While insufficient patch management poses automotive cybersecurity risks, it’s also understandable in the context of production-critical plant-floor devices. In the IT world, it’s straightforward to establish a patching routine for servers and workstations, resulting in minimal business disruption.
On plant floors, patching means the potential for downtime on production machines that keep things ticking, and those responsible for OT environments are understandably opposed to any level of downtime. Risk increases when production environments operate with physical servers and haven't yet been migrated to virtual compute infrastructures with 24x7 monitoring and administration of OT data centers.
Addressing OT patch management calls for a structured strategy with a minimal production disruption footprint. Asset inventory is critical to provide an overview of every plant floor device, the software versions running on them, and their unpatched vulnerabilities. Also useful is a cybersecurity advisor experienced in production operations to avoid common pitfalls and help balance effective security with production uptime.
OT security knowledge gaps are another source of vulnerabilities, because you can’t protect what you don’t know.
For example, start-ups in the electric vehicle space might cover all the bases for IT cybersecurity to an extremely high degree, yet neglect OT vulnerabilities. Viruses, worms and weaknesses at the automation level may propagate through the network and pose threats to equipment. The most infamous example is Stuxnet, which targeted PLCs via Windows exploits.
Increasing OT security starts with tested and validated reference architectures such as Converged Plantwide Ethernet (CPwE), which provides a solid foundation for securing automotive plants. Assistance from experts in such architectures can help deploy firewalls and establish IDMZs to bolster plant-floor security.
Additionally, adopting cybersecurity solutions aligned with the five pillars of the NIST framework— identify, protect, detect, respond, and recover— can greatly mature both IT and OT cybersecurity.
In an automotive installed base context, credential compromises could result in malicious parties accessing plant floor computers and devices with default or weak username-password pairs. Shared passwords and remote access can introduce compromises where attackers gain control of machines or confidential data.

(Supplied information)
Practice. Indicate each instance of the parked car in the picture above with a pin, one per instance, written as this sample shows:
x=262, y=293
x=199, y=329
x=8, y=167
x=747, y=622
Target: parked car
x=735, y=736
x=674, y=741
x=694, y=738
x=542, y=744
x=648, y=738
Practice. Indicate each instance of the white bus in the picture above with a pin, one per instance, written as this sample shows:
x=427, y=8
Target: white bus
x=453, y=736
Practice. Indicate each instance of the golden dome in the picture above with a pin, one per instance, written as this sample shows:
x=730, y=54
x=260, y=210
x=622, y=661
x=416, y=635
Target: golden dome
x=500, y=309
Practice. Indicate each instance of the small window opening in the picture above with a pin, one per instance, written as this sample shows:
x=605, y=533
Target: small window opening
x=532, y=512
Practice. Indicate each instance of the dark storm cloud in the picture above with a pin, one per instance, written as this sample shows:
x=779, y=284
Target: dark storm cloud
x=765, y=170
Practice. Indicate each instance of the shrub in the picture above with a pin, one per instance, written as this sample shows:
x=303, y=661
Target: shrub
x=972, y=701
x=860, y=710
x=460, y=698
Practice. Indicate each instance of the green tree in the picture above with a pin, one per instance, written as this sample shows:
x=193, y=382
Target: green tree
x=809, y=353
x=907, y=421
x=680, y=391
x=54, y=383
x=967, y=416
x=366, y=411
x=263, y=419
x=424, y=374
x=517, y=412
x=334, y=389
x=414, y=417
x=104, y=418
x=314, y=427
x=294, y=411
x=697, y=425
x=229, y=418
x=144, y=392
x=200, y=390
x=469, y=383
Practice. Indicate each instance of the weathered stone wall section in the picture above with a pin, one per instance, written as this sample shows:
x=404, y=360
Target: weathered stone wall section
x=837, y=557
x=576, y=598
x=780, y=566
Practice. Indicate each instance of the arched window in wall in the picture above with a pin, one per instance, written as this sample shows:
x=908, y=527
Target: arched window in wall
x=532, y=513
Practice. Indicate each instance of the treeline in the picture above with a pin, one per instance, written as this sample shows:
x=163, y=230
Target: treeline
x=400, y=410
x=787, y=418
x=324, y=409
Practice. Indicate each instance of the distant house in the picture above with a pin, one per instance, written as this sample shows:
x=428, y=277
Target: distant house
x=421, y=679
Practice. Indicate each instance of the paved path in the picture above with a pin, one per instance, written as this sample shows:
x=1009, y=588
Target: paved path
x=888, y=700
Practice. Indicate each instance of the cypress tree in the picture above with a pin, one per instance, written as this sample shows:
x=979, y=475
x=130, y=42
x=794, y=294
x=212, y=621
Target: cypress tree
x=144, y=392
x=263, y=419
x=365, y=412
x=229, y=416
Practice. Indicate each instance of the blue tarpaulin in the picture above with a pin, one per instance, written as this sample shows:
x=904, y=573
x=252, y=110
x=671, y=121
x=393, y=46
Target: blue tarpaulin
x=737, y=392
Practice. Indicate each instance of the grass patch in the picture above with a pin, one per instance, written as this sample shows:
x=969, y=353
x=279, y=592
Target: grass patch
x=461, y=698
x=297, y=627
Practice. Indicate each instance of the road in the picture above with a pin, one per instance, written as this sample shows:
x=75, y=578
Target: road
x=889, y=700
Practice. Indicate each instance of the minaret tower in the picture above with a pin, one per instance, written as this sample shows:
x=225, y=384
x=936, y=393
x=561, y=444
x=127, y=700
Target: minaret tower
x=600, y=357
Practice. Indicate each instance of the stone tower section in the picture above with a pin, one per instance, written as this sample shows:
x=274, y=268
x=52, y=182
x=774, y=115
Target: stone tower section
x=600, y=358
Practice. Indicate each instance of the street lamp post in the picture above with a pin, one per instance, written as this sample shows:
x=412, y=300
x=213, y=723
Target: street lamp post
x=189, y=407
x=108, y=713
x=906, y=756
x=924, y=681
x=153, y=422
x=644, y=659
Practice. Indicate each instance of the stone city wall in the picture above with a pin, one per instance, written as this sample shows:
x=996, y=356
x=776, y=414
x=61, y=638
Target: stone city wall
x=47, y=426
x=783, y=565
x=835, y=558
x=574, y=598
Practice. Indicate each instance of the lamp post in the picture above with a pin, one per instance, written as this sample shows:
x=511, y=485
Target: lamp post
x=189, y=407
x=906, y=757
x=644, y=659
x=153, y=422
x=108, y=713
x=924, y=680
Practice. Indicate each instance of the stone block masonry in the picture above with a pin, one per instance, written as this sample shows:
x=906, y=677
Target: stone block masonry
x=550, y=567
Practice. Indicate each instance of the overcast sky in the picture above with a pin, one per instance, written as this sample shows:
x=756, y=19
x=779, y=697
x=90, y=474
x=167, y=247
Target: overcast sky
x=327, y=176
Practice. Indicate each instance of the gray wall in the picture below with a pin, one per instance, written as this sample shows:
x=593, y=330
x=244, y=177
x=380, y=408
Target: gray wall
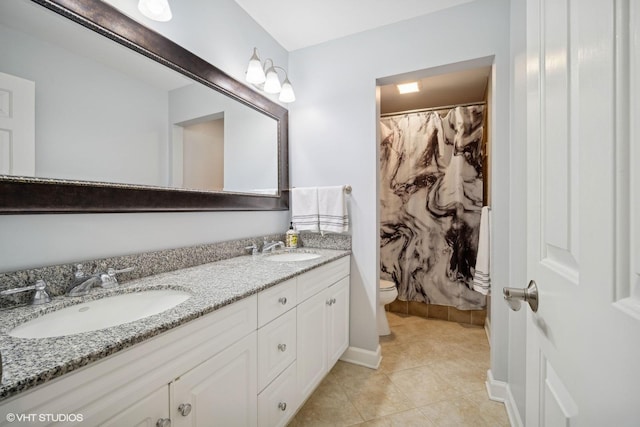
x=334, y=122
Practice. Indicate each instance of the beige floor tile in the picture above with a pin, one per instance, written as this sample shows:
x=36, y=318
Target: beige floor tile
x=432, y=373
x=410, y=418
x=457, y=412
x=424, y=385
x=463, y=375
x=375, y=396
x=493, y=412
x=329, y=405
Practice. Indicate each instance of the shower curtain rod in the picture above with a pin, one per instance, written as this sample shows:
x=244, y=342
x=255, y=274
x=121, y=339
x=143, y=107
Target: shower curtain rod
x=424, y=110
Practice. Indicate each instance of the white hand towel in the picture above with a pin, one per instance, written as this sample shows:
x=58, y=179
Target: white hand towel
x=304, y=208
x=481, y=278
x=333, y=209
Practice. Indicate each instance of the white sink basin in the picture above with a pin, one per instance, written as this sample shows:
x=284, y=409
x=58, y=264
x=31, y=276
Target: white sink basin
x=292, y=256
x=100, y=314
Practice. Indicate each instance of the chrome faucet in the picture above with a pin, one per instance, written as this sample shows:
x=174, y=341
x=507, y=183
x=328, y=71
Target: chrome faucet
x=40, y=296
x=83, y=282
x=270, y=246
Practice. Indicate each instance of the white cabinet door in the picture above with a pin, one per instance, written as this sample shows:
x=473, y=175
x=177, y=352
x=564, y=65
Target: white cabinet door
x=312, y=343
x=222, y=391
x=276, y=347
x=338, y=320
x=279, y=402
x=143, y=413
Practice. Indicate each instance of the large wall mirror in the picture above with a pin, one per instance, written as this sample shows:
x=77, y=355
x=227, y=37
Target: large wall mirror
x=101, y=114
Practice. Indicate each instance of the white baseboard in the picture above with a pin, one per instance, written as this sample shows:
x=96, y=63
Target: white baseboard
x=362, y=357
x=487, y=328
x=500, y=391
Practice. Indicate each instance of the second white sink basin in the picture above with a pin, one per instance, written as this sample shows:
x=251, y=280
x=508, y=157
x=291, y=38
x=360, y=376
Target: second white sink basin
x=100, y=314
x=292, y=256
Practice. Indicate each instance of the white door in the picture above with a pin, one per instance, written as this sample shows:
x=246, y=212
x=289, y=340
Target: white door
x=17, y=126
x=338, y=320
x=583, y=344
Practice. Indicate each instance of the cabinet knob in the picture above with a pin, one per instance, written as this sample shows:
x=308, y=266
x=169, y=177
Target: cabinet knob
x=184, y=409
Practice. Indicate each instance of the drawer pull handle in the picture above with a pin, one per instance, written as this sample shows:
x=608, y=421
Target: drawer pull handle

(Requirement 1) Name the five pillars of the NIST framework that the passage on automotive OT security lists.
(Requirement 2)
Using the passage on automotive OT security, decide whether each statement agrees with it. Answer yes or no, and quote the words that settle it.
(a) Setting up a patching routine for servers and workstations is straightforward in the IT world.
(b) Stuxnet targeted PLCs via Linux exploits.
(c) Asset inventory is described as optional.
(Requirement 3) Based on the passage on automotive OT security, explain why insufficient patch management on plant floors is understandable.

(Written reply 1) Identify, protect, detect, respond, and recover.

(Written reply 2)
(a) Yes: "In the IT world, it’s straightforward to establish a patching routine for servers and workstations"
(b) No: "which targeted PLCs via Windows exploits"
(c) No: "Asset inventory is critical to provide an overview of every plant floor device"

(Written reply 3) On plant floors, patching can cause downtime on the production machines that keep things running. Those responsible for OT environments are therefore opposed to any level of downtime.